Embeddings
Embeddings are how Reclio answers "find me films that feel like this one" — semantic similarity that goes beyond what TMDB's genre tags can capture.
What an embedding actually is
An embedding is a list of numbers — a vector — that represents the meaning of a piece of text. For each film in our catalog, Reclio generates one vector from the title + tagline + overview + genre names
- top keywords. Two films whose meaning is similar end up with vectors that point in similar directions; two films with nothing in common point in different directions.
We compare them with cosine similarity — a single number between -1 and 1 saying how aligned the vectors are. Memento and Mulholland Drive share zero TMDB genre IDs, but their embeddings cluster together because the model learned during pre-training that "non-linear narrative + identity + memory" is a recurring vibe. Genre tags can't represent that. Embeddings can.
"Inception. A thief who steals corporate secrets through dream-sharing
technology... Genres: Action, Sci-Fi, Adventure. Keywords: dream,
heist, subconscious, memory."

▸ EXERCISE DIRECTIONS
Copy the embeddings text verbatim from "What an embedding" up to and including "that. Embeddings can.". These records aren't needed for this.

▸ DATA UNDER STUDY
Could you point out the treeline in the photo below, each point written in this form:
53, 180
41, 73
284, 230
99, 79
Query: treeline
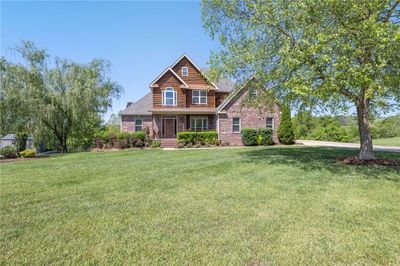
341, 128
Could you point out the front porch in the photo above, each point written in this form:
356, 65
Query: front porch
168, 126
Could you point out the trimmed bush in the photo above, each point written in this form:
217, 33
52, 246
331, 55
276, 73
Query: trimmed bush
156, 144
202, 138
266, 136
256, 136
123, 144
29, 153
285, 131
9, 152
249, 136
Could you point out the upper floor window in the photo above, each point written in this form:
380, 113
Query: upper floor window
199, 97
270, 122
138, 124
252, 93
185, 71
169, 96
236, 125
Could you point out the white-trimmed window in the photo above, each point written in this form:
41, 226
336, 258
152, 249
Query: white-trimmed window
169, 97
199, 123
236, 125
138, 124
270, 122
185, 71
199, 97
252, 93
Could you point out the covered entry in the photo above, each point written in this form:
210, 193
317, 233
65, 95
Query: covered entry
169, 125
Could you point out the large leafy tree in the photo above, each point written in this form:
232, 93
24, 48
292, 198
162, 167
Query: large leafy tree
335, 53
61, 98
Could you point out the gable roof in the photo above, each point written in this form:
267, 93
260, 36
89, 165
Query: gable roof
224, 84
140, 107
176, 75
173, 73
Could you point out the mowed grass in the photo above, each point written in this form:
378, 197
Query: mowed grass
249, 206
387, 141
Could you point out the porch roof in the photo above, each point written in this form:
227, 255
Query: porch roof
184, 111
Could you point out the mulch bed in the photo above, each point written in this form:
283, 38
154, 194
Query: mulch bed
357, 161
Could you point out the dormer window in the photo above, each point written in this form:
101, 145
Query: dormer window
185, 72
199, 97
169, 97
252, 93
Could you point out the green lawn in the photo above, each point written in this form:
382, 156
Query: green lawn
268, 206
388, 141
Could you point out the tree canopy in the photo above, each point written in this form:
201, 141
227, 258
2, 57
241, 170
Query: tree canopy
332, 53
62, 98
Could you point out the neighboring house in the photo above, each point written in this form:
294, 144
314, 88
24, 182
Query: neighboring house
9, 140
182, 98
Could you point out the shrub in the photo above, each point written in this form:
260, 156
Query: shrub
20, 141
123, 144
147, 139
198, 137
256, 136
124, 135
249, 136
99, 143
156, 144
266, 136
9, 152
28, 153
112, 140
285, 131
139, 143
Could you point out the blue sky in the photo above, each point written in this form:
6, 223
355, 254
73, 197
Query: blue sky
140, 39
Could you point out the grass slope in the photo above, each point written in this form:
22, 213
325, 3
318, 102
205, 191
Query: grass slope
280, 206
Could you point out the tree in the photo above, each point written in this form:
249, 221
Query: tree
285, 130
63, 98
335, 53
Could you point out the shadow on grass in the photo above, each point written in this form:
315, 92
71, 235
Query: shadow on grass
323, 158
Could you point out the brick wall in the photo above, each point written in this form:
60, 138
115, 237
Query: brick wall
249, 118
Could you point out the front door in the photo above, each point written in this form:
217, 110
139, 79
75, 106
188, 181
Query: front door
169, 128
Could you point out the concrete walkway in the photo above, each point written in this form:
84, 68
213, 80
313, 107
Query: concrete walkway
346, 145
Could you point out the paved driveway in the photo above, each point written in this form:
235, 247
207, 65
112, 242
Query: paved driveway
346, 145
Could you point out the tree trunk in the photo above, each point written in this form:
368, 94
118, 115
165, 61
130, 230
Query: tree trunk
366, 149
63, 144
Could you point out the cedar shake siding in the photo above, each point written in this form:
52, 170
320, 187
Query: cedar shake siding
249, 118
194, 77
169, 80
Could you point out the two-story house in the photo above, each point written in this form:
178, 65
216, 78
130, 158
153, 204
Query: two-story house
182, 98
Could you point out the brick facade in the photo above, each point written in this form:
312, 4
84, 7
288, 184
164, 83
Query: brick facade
249, 118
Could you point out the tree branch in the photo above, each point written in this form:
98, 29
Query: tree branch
390, 12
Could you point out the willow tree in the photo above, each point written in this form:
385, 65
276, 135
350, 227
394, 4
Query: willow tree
335, 53
60, 97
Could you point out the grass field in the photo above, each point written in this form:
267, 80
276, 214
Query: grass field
388, 141
268, 206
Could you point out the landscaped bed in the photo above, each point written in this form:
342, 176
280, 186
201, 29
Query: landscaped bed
268, 206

▸ WRITTEN SOLUTION
What an embedding actually is
An embedding is a list of numbers — a vector — that represents the meaning of a piece of text. For each film in our catalog, Reclio generates one vector from the title + tagline + overview + genre names
- top keywords. Two films whose meaning is similar end up with vectors that point in similar directions; two films with nothing in common point in different directions.
We compare them with cosine similarity — a single number between -1 and 1 saying how aligned the vectors are. Memento and Mulholland Drive share zero TMDB genre IDs, but their embeddings cluster together because the model learned during pre-training that "non-linear narrative + identity + memory" is a recurring vibe. Genre tags can't represent that. Embeddings can.